● **Problem details**
Locate every line in the items below that contains the word "with" and copy each of those lines in full. Case counts.

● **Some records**
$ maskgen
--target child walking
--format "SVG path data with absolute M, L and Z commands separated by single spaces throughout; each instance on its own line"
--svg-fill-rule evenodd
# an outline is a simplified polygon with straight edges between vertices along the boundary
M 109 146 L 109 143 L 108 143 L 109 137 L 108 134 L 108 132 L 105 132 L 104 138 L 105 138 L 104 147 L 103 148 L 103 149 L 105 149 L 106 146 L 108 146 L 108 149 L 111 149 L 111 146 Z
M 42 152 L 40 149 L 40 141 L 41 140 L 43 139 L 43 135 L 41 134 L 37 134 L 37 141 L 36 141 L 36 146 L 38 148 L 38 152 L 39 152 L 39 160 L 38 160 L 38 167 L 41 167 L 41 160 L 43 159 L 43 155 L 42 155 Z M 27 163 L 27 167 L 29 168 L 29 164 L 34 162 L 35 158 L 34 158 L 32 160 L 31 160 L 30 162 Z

● **Solution to the problem**
--format "SVG path data with absolute M, L and Z commands separated by single spaces throughout; each instance on its own line"
# an outline is a simplified polygon with straight edges between vertices along the boundary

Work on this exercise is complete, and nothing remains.